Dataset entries
^^^^^^^^^^^^^^^^

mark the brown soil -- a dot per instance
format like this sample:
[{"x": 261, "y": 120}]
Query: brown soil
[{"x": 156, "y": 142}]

^^^^^^^^^^^^^^^^

WORK TO BE COMPLETED
Set every line of the data down again, word for word.

TASK SOLUTION
mark the brown soil -- a dot per instance
format like this sample:
[{"x": 261, "y": 120}]
Query: brown soil
[{"x": 156, "y": 142}]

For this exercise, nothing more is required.